# [Problem to work on]
From the entries below, keep only the lines that contain the string "cane", treating the match as case-sensitive. Copy each matching line.

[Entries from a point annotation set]
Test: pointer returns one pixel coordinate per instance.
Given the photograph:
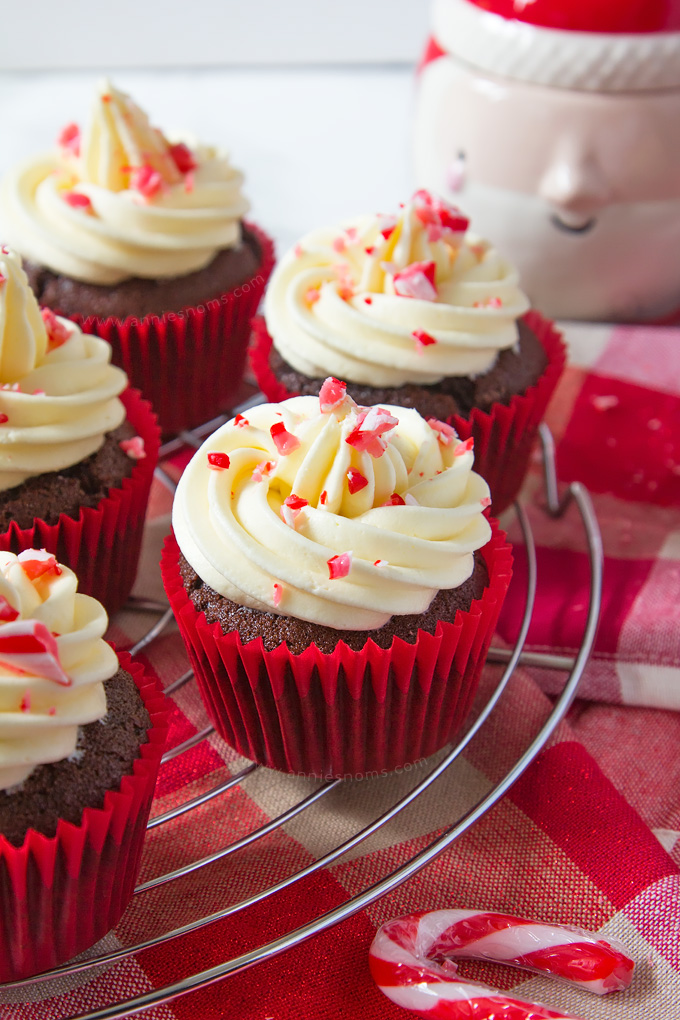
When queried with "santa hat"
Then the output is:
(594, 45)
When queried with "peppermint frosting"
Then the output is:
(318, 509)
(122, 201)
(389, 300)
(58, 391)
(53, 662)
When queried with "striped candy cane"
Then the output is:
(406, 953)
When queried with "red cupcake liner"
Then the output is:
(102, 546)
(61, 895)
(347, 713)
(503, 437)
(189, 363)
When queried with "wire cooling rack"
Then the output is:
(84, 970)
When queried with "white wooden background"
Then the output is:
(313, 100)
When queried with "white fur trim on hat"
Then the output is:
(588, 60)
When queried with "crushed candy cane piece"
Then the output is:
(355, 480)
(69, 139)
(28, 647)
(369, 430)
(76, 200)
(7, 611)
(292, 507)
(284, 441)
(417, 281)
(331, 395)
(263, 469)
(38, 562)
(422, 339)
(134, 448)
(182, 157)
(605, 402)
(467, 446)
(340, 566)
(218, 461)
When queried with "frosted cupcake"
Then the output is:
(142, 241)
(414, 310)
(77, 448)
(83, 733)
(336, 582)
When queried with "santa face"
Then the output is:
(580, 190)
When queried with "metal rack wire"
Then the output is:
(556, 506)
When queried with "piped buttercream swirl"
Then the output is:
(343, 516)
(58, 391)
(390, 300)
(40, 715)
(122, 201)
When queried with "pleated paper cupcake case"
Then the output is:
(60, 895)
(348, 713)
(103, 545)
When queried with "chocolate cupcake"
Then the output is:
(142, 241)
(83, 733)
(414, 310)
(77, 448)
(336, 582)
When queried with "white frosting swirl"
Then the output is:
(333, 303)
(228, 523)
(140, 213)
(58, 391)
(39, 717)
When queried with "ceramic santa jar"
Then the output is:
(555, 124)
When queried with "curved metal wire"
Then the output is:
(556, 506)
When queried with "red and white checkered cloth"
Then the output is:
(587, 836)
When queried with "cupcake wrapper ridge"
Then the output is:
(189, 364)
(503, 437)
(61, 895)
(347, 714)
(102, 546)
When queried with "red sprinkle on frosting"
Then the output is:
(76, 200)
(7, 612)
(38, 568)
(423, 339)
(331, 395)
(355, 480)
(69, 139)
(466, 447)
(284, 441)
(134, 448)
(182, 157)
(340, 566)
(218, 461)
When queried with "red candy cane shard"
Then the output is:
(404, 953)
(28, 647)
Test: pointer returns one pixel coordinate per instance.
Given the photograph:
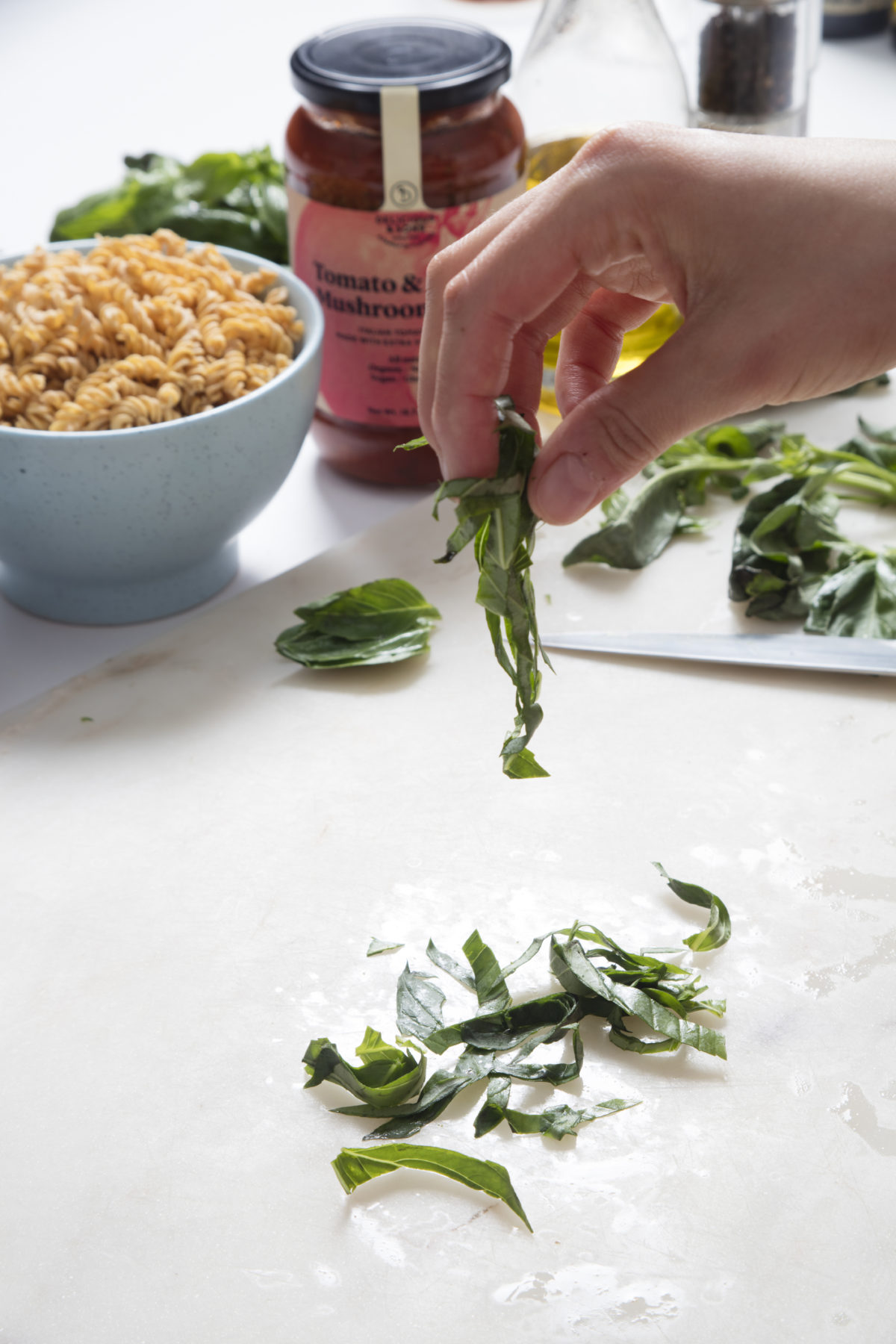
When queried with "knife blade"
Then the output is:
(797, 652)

* * *

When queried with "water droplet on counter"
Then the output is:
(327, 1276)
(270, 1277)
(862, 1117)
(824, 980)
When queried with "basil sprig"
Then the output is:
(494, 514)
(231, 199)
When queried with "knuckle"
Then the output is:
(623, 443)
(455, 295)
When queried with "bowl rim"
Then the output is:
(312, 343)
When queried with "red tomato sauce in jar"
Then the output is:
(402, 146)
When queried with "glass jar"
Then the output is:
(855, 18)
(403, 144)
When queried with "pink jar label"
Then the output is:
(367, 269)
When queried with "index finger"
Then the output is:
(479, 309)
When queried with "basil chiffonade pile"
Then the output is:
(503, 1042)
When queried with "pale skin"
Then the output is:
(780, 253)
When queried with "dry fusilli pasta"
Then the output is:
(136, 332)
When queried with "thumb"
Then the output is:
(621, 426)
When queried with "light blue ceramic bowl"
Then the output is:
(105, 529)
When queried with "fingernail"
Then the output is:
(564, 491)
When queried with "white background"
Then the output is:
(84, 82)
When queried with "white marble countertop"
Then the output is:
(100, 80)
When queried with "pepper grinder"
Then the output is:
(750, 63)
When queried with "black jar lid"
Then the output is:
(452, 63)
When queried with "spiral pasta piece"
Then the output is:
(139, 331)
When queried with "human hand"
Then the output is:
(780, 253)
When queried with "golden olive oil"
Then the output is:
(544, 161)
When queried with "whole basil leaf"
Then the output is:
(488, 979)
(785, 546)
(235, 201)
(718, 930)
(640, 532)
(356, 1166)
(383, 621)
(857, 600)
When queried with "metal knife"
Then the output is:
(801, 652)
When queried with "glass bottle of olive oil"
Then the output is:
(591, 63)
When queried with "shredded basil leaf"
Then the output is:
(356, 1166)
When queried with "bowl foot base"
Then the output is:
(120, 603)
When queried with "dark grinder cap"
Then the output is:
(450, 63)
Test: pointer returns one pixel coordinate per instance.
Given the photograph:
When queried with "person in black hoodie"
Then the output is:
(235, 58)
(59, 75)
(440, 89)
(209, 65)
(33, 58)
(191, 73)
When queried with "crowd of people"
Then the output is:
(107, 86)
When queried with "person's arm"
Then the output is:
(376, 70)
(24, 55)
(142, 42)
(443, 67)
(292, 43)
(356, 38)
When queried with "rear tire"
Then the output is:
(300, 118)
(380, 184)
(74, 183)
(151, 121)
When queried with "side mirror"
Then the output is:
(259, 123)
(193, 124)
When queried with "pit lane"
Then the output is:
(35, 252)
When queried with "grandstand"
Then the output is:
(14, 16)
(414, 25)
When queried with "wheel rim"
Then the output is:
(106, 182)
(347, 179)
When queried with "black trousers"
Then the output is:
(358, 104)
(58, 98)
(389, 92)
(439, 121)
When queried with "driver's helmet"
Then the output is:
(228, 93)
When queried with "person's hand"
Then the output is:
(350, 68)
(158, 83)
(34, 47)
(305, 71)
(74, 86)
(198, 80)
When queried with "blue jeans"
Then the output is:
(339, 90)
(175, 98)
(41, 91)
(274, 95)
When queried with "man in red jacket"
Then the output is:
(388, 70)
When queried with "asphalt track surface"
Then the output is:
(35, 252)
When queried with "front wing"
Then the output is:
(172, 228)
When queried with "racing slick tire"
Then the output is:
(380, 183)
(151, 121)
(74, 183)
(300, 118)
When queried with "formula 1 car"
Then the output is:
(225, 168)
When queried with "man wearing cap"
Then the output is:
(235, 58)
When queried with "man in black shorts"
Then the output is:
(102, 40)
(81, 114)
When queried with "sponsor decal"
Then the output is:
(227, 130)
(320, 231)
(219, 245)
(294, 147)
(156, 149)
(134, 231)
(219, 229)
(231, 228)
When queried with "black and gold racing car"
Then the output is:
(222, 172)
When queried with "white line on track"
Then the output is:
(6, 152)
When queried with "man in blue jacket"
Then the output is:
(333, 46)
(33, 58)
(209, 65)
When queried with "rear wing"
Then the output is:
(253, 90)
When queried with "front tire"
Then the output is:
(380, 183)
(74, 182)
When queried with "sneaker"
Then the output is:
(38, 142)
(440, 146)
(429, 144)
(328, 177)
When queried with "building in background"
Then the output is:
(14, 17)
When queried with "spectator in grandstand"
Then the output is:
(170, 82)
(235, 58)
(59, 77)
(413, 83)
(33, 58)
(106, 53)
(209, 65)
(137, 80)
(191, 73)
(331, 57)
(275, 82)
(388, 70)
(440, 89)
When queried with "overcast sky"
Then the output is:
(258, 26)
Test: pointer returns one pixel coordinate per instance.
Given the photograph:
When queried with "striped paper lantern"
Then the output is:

* * *

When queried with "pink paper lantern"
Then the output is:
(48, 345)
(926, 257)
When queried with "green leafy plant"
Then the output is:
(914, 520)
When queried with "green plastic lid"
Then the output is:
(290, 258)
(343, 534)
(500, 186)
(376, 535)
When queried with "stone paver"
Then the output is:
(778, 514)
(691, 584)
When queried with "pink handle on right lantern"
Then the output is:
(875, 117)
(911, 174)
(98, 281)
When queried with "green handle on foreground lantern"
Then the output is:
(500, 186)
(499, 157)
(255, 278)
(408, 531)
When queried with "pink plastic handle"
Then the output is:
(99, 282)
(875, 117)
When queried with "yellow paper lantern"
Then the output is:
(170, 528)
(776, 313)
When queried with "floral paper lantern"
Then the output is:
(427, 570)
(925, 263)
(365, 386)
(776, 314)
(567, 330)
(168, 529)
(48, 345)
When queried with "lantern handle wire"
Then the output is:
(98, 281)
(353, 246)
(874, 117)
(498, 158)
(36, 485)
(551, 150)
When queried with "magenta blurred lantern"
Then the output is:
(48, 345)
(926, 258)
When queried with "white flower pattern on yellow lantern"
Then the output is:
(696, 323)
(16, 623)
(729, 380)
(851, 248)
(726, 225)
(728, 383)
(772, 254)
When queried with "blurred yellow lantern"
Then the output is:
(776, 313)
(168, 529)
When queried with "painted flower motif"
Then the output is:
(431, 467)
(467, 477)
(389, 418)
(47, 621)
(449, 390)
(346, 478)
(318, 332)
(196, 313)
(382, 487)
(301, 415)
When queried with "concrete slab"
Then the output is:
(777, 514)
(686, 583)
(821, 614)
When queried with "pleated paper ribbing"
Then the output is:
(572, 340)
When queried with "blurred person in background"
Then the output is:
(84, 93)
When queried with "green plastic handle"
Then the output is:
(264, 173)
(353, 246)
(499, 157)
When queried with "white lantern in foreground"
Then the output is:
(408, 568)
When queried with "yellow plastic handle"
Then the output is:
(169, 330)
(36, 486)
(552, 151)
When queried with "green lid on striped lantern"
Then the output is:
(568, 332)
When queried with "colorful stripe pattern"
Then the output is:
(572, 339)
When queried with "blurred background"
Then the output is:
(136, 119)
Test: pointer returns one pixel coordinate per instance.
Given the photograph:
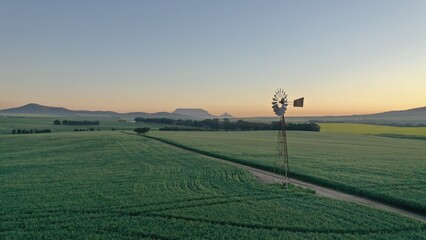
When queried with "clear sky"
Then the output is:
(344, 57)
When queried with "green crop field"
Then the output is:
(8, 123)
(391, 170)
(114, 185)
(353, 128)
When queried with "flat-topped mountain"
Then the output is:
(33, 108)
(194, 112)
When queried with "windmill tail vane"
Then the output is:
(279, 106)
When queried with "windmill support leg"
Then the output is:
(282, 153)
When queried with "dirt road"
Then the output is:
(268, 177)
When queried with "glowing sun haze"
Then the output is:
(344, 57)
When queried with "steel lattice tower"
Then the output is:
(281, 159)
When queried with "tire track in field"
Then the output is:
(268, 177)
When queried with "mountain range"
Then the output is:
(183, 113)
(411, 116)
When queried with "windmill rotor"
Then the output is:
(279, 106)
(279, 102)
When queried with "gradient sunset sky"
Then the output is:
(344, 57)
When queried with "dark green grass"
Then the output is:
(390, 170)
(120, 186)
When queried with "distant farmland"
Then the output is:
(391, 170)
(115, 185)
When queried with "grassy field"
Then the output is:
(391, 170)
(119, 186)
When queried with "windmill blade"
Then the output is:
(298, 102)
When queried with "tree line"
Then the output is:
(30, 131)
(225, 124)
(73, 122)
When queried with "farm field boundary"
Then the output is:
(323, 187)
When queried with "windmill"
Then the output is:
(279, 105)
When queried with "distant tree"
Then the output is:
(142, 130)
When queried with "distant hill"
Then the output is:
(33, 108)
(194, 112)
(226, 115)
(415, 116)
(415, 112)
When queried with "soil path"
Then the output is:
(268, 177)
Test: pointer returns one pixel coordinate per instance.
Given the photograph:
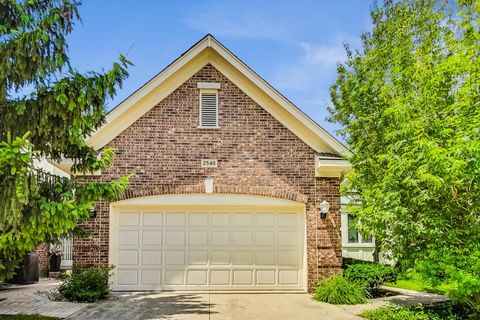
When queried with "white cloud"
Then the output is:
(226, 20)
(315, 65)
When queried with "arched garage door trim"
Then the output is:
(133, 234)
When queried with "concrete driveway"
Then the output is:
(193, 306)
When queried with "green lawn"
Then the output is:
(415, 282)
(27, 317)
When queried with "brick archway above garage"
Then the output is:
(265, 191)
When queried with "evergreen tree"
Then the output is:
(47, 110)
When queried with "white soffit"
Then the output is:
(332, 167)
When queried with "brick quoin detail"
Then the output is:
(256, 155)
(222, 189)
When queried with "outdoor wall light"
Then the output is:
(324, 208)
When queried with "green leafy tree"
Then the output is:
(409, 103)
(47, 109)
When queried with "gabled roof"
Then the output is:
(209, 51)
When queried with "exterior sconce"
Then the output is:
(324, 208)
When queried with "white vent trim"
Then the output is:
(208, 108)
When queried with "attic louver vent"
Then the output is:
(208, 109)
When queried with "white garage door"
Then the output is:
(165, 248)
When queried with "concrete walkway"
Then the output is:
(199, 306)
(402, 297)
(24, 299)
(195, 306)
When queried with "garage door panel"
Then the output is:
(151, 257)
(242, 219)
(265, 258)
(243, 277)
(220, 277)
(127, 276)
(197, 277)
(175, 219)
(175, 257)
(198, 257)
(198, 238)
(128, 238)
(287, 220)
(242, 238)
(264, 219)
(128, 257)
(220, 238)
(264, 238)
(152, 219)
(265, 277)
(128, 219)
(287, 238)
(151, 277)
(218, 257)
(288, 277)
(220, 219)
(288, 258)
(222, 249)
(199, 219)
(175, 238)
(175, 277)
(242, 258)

# [Correct response]
When queried with "striped candy cane"
When queried with "crushed candy cane piece"
When queried with "red candy cane shard"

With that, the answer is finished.